--- Supplied data Enclosed Below ---
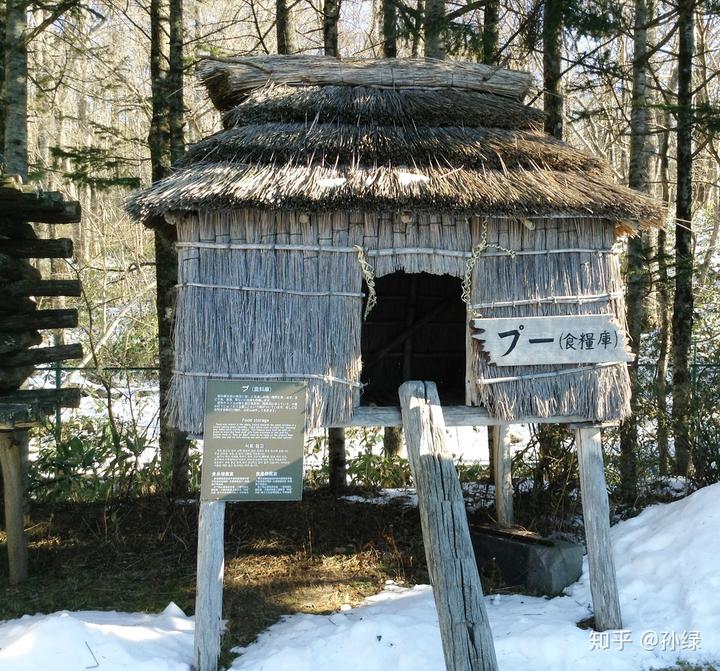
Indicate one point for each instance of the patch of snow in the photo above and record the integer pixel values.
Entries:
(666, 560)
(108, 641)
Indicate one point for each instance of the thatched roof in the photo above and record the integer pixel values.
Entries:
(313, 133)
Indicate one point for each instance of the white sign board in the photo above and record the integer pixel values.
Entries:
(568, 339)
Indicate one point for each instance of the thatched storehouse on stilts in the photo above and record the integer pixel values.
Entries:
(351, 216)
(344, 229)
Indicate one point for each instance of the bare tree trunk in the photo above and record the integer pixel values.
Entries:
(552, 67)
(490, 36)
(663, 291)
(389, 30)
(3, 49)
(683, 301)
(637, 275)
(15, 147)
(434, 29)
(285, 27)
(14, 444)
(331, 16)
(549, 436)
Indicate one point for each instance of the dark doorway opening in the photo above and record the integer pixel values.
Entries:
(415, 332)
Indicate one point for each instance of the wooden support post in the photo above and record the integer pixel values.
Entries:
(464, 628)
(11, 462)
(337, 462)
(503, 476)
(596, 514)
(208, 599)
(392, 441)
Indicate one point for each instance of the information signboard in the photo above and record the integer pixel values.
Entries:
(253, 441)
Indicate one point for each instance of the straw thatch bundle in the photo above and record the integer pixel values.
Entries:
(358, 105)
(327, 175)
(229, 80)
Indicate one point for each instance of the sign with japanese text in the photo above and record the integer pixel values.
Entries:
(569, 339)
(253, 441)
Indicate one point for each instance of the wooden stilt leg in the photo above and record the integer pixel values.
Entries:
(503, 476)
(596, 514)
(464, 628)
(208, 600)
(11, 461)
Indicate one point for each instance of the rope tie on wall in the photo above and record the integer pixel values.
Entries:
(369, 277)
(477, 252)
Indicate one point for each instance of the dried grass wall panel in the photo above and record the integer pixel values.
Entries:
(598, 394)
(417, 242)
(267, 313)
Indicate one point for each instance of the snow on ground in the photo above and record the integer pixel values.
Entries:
--- End of Enclosed Supplied data ---
--- Supplied data Enclosed Below ---
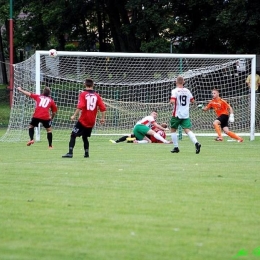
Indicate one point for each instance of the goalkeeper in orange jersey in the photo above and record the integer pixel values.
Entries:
--- End of Enclosed Supplied data ---
--- Supplied data Enclosed Below ---
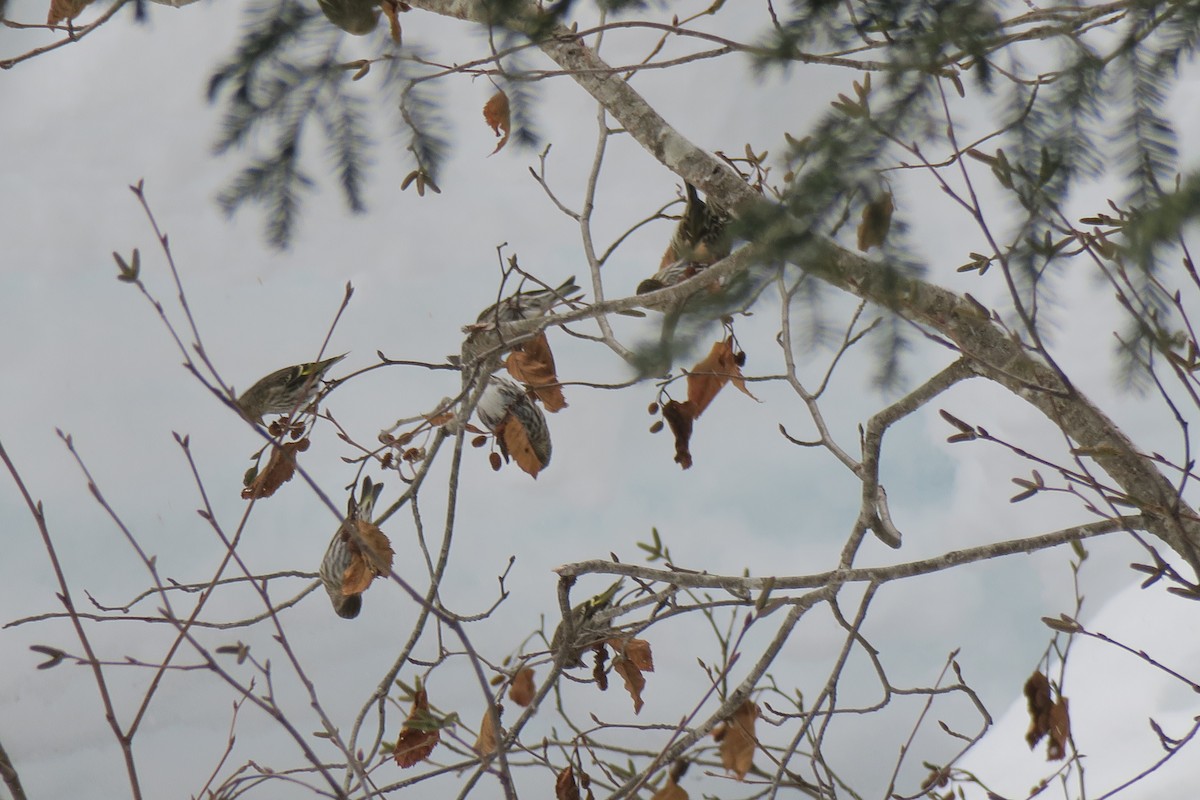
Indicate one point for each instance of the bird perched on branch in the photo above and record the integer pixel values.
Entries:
--- End of Enclosed Supplied data ---
When a line of the records has the word "wooden", pick it out and copy it.

Indicate one point for each instance of the wooden support post in the photo above and record the integer pixel values.
Indicate one point for each instance of the wooden stilt leg in the photo above and record the integer pixel values.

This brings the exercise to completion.